» JOB
Copy the entries verbatim, starting with the line that contains "Task: Indicate the tree canopy" and ending with the final line of the entries, both included.

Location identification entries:
== == ==

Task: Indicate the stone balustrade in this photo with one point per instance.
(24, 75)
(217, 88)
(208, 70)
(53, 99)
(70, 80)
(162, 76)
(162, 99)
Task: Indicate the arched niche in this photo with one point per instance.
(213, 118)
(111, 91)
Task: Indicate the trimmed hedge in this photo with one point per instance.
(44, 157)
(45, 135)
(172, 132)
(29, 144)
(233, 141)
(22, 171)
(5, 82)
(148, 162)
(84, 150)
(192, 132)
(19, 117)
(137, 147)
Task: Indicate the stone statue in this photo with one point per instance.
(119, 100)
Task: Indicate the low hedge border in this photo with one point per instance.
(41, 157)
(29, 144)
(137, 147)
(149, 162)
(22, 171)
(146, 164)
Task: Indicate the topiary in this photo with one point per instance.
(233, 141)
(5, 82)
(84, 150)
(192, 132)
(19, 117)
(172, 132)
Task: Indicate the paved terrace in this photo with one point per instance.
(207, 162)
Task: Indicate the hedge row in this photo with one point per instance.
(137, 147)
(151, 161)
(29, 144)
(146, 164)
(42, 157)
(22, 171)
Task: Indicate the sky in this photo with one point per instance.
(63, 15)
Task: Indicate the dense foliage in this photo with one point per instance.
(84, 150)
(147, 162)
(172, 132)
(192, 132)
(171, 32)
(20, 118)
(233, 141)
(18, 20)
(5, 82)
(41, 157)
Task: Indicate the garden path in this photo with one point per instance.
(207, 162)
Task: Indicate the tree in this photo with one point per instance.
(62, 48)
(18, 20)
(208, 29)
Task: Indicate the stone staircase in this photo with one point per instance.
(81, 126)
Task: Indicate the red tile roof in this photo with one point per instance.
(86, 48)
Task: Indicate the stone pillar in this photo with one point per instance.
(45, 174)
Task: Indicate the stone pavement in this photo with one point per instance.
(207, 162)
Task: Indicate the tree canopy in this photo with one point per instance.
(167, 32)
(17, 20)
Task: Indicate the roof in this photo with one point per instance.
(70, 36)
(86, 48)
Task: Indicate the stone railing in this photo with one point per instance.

== == ==

» TASK RESULT
Task: Indicate the tree canopy in this photo with one point per instance.
(167, 32)
(17, 20)
Task: Indicate the roof in this photo with one point per instance.
(70, 36)
(86, 48)
Task: Indicate the stone railing in this photo with one point per instance.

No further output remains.